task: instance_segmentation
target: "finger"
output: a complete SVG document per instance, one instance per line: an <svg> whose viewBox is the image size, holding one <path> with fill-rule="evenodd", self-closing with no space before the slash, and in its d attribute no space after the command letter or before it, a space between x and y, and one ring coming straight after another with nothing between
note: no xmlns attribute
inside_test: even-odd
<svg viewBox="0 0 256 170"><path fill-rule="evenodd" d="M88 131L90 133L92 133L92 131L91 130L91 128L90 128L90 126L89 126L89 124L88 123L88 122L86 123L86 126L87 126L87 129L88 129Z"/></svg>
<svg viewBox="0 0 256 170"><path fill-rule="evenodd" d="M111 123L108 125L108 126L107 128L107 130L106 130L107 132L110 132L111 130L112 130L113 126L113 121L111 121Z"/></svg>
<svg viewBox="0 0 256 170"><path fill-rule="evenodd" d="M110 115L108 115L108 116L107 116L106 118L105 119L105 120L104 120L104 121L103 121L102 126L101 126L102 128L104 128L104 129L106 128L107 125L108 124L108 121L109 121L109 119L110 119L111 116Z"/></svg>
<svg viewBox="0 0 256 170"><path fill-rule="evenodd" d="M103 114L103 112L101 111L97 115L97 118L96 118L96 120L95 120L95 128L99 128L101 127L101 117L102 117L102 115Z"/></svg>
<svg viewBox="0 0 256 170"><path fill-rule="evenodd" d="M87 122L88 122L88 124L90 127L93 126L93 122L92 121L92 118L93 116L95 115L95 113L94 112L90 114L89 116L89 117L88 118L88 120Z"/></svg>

### TASK DETAILS
Copy out the lines above, substituting "thumb" for "finger" and leaving everything else as it is.

### RESULT OF THIS TASK
task: instance_segmentation
target: "thumb"
output: a complete SVG document per instance, one instance per line: an <svg> whose viewBox is the image size, holding one <path> with fill-rule="evenodd", self-closing with no space before the slash, and in its d attribute no space after the command letter or before it, a space between x and y, and one ring coming straight after another with nothing between
note: no xmlns attribute
inside_test: even-odd
<svg viewBox="0 0 256 170"><path fill-rule="evenodd" d="M88 131L90 133L92 133L92 131L91 130L91 128L90 128L90 126L89 126L89 124L88 123L88 122L86 123L86 126L87 126L87 129L88 129Z"/></svg>
<svg viewBox="0 0 256 170"><path fill-rule="evenodd" d="M111 123L108 125L108 126L107 128L107 130L106 130L107 132L110 132L111 130L112 130L113 126L113 121L111 121Z"/></svg>
<svg viewBox="0 0 256 170"><path fill-rule="evenodd" d="M110 115L108 115L108 116L107 116L106 118L105 119L105 120L104 120L104 121L103 121L102 126L101 126L102 128L104 128L104 129L106 128L107 125L108 124L108 121L109 121L109 119L110 119L111 116Z"/></svg>
<svg viewBox="0 0 256 170"><path fill-rule="evenodd" d="M103 114L103 112L101 111L97 115L97 118L96 118L96 120L95 120L95 128L99 128L101 127L101 117L102 117L102 115Z"/></svg>
<svg viewBox="0 0 256 170"><path fill-rule="evenodd" d="M87 122L88 122L88 124L90 127L93 126L93 122L92 121L92 118L93 116L95 115L95 113L94 112L90 114L89 116L89 117L88 118L88 120Z"/></svg>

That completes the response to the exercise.